— WRITTEN TASK —
Format all of the lines below as a Markdown table with two columns, Row and Line. Number each row and leave out any blank lines.

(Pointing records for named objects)
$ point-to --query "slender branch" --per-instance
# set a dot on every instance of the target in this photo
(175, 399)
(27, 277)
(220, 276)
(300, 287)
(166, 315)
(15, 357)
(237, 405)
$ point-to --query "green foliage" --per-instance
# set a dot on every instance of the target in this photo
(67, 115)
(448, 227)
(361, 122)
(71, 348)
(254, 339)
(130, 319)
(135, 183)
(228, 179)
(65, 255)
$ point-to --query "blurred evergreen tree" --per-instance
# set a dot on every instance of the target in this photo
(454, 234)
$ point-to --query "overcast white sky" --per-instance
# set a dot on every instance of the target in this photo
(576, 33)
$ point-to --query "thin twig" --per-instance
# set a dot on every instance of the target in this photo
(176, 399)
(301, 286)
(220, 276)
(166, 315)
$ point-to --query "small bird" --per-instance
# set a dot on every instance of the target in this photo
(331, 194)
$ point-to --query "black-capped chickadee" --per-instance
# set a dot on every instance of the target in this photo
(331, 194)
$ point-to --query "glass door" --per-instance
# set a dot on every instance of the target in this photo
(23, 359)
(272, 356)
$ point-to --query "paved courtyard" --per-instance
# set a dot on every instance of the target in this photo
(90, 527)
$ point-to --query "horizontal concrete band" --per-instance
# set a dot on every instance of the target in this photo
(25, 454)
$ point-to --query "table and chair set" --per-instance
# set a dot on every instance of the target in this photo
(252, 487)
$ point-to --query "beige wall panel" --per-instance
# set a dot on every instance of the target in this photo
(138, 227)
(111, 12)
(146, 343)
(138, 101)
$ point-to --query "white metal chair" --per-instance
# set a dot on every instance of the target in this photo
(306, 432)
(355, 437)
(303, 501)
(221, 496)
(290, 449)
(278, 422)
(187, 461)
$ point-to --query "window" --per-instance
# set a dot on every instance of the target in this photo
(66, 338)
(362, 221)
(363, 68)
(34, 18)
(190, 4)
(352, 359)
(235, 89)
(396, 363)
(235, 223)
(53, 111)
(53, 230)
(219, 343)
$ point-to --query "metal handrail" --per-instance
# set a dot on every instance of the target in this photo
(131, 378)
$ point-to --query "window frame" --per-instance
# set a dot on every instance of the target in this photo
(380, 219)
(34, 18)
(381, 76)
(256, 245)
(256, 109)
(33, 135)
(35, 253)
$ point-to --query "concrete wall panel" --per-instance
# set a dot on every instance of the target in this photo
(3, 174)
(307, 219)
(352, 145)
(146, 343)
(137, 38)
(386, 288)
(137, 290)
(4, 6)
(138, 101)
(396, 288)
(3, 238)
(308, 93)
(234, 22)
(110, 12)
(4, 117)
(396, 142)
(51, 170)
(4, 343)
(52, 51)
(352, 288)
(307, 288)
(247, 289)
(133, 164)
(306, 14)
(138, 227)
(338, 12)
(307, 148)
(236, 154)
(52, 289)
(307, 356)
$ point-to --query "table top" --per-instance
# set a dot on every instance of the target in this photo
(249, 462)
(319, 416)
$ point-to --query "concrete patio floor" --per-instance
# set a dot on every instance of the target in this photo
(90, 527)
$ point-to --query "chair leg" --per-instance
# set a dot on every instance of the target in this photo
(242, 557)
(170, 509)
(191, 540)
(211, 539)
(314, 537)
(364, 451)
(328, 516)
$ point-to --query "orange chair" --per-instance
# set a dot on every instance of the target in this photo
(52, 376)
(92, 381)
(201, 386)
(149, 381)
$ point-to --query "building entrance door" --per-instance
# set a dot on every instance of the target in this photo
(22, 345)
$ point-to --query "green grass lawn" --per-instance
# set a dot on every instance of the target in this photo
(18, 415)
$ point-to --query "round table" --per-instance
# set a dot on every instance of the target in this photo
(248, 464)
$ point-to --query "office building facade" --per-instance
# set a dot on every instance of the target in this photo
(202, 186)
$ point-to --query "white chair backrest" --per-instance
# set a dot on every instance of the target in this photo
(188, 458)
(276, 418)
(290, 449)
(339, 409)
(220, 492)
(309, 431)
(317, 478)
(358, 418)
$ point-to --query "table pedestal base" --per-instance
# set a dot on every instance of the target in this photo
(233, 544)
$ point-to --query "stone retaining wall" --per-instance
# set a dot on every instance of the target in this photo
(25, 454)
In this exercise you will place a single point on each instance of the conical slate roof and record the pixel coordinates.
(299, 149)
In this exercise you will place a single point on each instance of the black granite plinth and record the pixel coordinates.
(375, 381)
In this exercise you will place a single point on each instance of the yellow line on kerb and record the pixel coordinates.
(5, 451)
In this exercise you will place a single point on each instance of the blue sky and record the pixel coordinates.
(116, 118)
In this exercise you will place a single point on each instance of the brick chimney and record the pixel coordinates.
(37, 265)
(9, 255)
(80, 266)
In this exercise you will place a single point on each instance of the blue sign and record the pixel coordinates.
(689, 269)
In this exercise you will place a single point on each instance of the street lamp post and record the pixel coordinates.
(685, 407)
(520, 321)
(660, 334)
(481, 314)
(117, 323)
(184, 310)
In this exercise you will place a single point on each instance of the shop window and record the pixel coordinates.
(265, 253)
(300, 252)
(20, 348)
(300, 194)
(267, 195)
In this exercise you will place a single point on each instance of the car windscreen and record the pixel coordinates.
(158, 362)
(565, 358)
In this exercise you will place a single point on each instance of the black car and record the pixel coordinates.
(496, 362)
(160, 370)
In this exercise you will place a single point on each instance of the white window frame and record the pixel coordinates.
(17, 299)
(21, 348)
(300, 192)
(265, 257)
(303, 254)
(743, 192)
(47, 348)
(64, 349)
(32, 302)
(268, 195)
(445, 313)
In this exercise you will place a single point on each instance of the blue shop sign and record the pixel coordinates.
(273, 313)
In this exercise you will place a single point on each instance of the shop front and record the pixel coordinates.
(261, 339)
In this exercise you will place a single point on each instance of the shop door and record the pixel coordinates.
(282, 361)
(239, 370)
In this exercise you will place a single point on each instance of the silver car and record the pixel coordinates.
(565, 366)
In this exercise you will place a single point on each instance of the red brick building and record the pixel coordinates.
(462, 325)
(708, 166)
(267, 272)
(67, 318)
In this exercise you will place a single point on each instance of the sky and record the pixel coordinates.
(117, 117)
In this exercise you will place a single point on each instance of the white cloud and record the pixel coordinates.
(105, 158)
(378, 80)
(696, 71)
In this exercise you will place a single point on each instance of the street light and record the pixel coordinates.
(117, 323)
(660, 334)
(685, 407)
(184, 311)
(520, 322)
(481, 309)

— TASK RESPONSE —
| Row | Line |
|---|---|
| 1 | $ point-to --query "slender branch" --per-instance |
| 2 | # set a dot on every instance of the target in this photo |
| 3 | (175, 399) |
| 4 | (27, 277) |
| 5 | (220, 276) |
| 6 | (300, 287) |
| 7 | (166, 315) |
| 8 | (15, 357) |
| 9 | (237, 405) |
| 10 | $ point-to --query "green foliage" --per-instance |
| 11 | # set a dot on every instance of the target in this photo |
| 12 | (67, 115) |
| 13 | (448, 227) |
| 14 | (361, 122) |
| 15 | (71, 348) |
| 16 | (254, 339) |
| 17 | (130, 319) |
| 18 | (135, 183) |
| 19 | (228, 179) |
| 20 | (65, 255) |
| 21 | $ point-to --query "blurred evergreen tree" --per-instance |
| 22 | # set a dot on every instance of the target in this photo |
| 23 | (454, 234) |
| 24 | $ point-to --query "overcast white sky" --per-instance |
| 25 | # set a dot on every instance of the target in this photo |
| 26 | (576, 33) |
| 27 | $ point-to --query "thin twig" --per-instance |
| 28 | # set a dot on every instance of the target in this photo |
| 29 | (176, 399) |
| 30 | (301, 286) |
| 31 | (220, 276) |
| 32 | (166, 315) |
| 33 | $ point-to --query "small bird" --per-instance |
| 34 | # set a dot on every instance of the target in this photo |
| 35 | (331, 194) |
| 36 | $ point-to --query "black-capped chickadee" --per-instance |
| 37 | # set a dot on every instance of the target in this photo |
| 38 | (331, 194) |
| 39 | $ point-to --query "glass door" --per-instance |
| 40 | # set a dot on every instance of the target in this photo |
| 41 | (23, 359) |
| 42 | (272, 356) |
| 43 | $ point-to --query "paved courtyard" --per-instance |
| 44 | # set a dot on every instance of the target in this photo |
| 45 | (90, 527) |
| 46 | $ point-to --query "horizontal concrete band" --per-instance |
| 47 | # set a dot on every instance of the target in this photo |
| 48 | (25, 454) |
| 49 | $ point-to --query "table and chair set" --per-instance |
| 50 | # set a dot on every instance of the target in this photo |
| 51 | (252, 487) |
| 52 | $ point-to --query "beige wall panel" --per-instance |
| 53 | # set a dot on every instance of the target in this photo |
| 54 | (138, 227) |
| 55 | (111, 12) |
| 56 | (146, 343) |
| 57 | (138, 101) |
| 58 | $ point-to --query "white metal chair" --per-instance |
| 59 | # set a dot on every instance of the target in this photo |
| 60 | (306, 432) |
| 61 | (355, 437) |
| 62 | (303, 501) |
| 63 | (221, 496) |
| 64 | (290, 449) |
| 65 | (278, 422) |
| 66 | (187, 461) |
| 67 | $ point-to --query "window" --per-instance |
| 68 | # set a dot on every instance of the target in this photo |
| 69 | (66, 338) |
| 70 | (362, 221) |
| 71 | (363, 68) |
| 72 | (34, 18) |
| 73 | (190, 4) |
| 74 | (352, 359) |
| 75 | (235, 89) |
| 76 | (396, 363) |
| 77 | (235, 223) |
| 78 | (53, 111) |
| 79 | (53, 230) |
| 80 | (219, 343) |
| 81 | $ point-to --query "metal handrail" --per-instance |
| 82 | # set a dot on every instance of the target in this photo |
| 83 | (131, 378) |
| 84 | $ point-to --query "window frame" --per-instance |
| 85 | # set a dot on every instance of the target in this photo |
| 86 | (380, 219) |
| 87 | (34, 18) |
| 88 | (381, 76) |
| 89 | (256, 245) |
| 90 | (256, 109) |
| 91 | (33, 135) |
| 92 | (35, 253) |
| 93 | $ point-to --query "concrete wall panel" --per-instance |
| 94 | # set a dot on every instance of the target in this photo |
| 95 | (3, 174) |
| 96 | (307, 219) |
| 97 | (352, 145) |
| 98 | (146, 343) |
| 99 | (137, 38) |
| 100 | (386, 288) |
| 101 | (137, 290) |
| 102 | (4, 6) |
| 103 | (138, 101) |
| 104 | (396, 288) |
| 105 | (3, 238) |
| 106 | (308, 93) |
| 107 | (234, 22) |
| 108 | (110, 12) |
| 109 | (4, 117) |
| 110 | (396, 142) |
| 111 | (51, 170) |
| 112 | (4, 343) |
| 113 | (52, 51) |
| 114 | (352, 288) |
| 115 | (307, 288) |
| 116 | (247, 289) |
| 117 | (133, 164) |
| 118 | (306, 14) |
| 119 | (138, 227) |
| 120 | (338, 12) |
| 121 | (307, 148) |
| 122 | (236, 154) |
| 123 | (52, 289) |
| 124 | (307, 356) |
| 125 | $ point-to --query "table top" --per-instance |
| 126 | # set a dot on every instance of the target in this photo |
| 127 | (249, 462) |
| 128 | (319, 416) |
| 129 | $ point-to --query "concrete patio floor" --per-instance |
| 130 | # set a dot on every instance of the target in this photo |
| 131 | (90, 527) |
| 132 | $ point-to --query "chair leg" --per-instance |
| 133 | # set a dot on every instance of the target in this photo |
| 134 | (242, 557) |
| 135 | (170, 509) |
| 136 | (191, 540) |
| 137 | (211, 539) |
| 138 | (314, 537) |
| 139 | (364, 451) |
| 140 | (328, 516) |
| 141 | $ point-to --query "orange chair" --per-instance |
| 142 | # set a dot on every instance of the target in this photo |
| 143 | (52, 376) |
| 144 | (92, 381) |
| 145 | (201, 386) |
| 146 | (149, 381) |
| 147 | $ point-to --query "building entrance door" --per-instance |
| 148 | # set a dot on every instance of the target in this photo |
| 149 | (22, 345) |
| 150 | $ point-to --query "green grass lawn" --per-instance |
| 151 | # set a dot on every instance of the target in this photo |
| 152 | (18, 415) |
| 153 | $ point-to --query "round table" --per-instance |
| 154 | # set a dot on every instance of the target in this photo |
| 155 | (248, 464) |
| 156 | $ point-to --query "office building facade" --per-instance |
| 157 | # set a dot on every instance of the target in this photo |
| 158 | (202, 186) |
| 159 | $ point-to --query "white chair backrest" --per-instance |
| 160 | # set a dot on every instance of the target in this photo |
| 161 | (188, 458) |
| 162 | (276, 418) |
| 163 | (290, 449) |
| 164 | (339, 409) |
| 165 | (220, 492) |
| 166 | (309, 431) |
| 167 | (317, 478) |
| 168 | (358, 418) |
| 169 | $ point-to --query "table pedestal base" --per-instance |
| 170 | # set a dot on every instance of the target in this photo |
| 171 | (233, 544) |
| 172 | $ point-to --query "stone retaining wall" --per-instance |
| 173 | # set a dot on every instance of the target in this photo |
| 174 | (25, 454) |
| 175 | In this exercise you will place a single point on each instance of the conical slate roof and record the pixel coordinates. |
| 176 | (299, 149) |
| 177 | In this exercise you will place a single point on each instance of the black granite plinth and record the pixel coordinates. |
| 178 | (375, 381) |
| 179 | In this exercise you will place a single point on each instance of the yellow line on kerb and record the pixel coordinates. |
| 180 | (5, 451) |
| 181 | In this exercise you will place a single point on each instance of the blue sky and record the pixel coordinates. |
| 182 | (116, 118) |
| 183 | In this exercise you will place a single point on each instance of the brick chimney and record the pixel coordinates. |
| 184 | (37, 265) |
| 185 | (9, 255) |
| 186 | (80, 266) |
| 187 | In this exercise you will place a single point on each instance of the blue sign and record the pixel coordinates. |
| 188 | (689, 269) |
| 189 | In this exercise you will place a single point on each instance of the street lamp post and record the pixel coordinates. |
| 190 | (685, 407) |
| 191 | (520, 321) |
| 192 | (660, 334) |
| 193 | (481, 314) |
| 194 | (117, 323) |
| 195 | (184, 310) |
| 196 | In this exercise you will place a single point on each instance of the shop window and record the pixel coordinates. |
| 197 | (265, 253) |
| 198 | (300, 252) |
| 199 | (20, 348) |
| 200 | (300, 194) |
| 201 | (267, 195) |
| 202 | In this exercise you will place a single point on each instance of the car windscreen and record the pixel coordinates. |
| 203 | (158, 362) |
| 204 | (565, 358) |
| 205 | In this exercise you will place a single point on each instance of the black car and record the pixel coordinates. |
| 206 | (496, 362) |
| 207 | (160, 370) |
| 208 | In this exercise you will place a single point on each instance of the white window frame and record the pixel coordinates. |
| 209 | (17, 299) |
| 210 | (21, 348) |
| 211 | (300, 192) |
| 212 | (265, 257) |
| 213 | (303, 254) |
| 214 | (743, 192) |
| 215 | (47, 348) |
| 216 | (64, 349) |
| 217 | (32, 302) |
| 218 | (268, 195) |
| 219 | (445, 313) |
| 220 | In this exercise you will place a single point on each instance of the blue shop sign and record the pixel coordinates. |
| 221 | (273, 313) |
| 222 | In this exercise you will place a single point on each instance of the shop front and record the pixel coordinates. |
| 223 | (261, 339) |
| 224 | In this exercise you will place a single point on each instance of the shop door and record the pixel coordinates. |
| 225 | (282, 361) |
| 226 | (239, 370) |
| 227 | In this exercise you will place a single point on each instance of the silver car and record the pixel coordinates. |
| 228 | (565, 366) |
| 229 | In this exercise you will place a single point on each instance of the red brick building and record the pixel coordinates. |
| 230 | (462, 325) |
| 231 | (708, 166) |
| 232 | (267, 272) |
| 233 | (67, 318) |
| 234 | In this exercise you will place a single point on each instance of the sky and record the pixel coordinates. |
| 235 | (117, 117) |
| 236 | In this exercise you will place a single point on each instance of the white cloud and record the pixel coordinates. |
| 237 | (105, 158) |
| 238 | (378, 80) |
| 239 | (696, 71) |
| 240 | In this exercise you will place a single point on each instance of the street light and record the pixel coordinates. |
| 241 | (117, 323) |
| 242 | (660, 334) |
| 243 | (685, 407) |
| 244 | (184, 311) |
| 245 | (520, 322) |
| 246 | (481, 309) |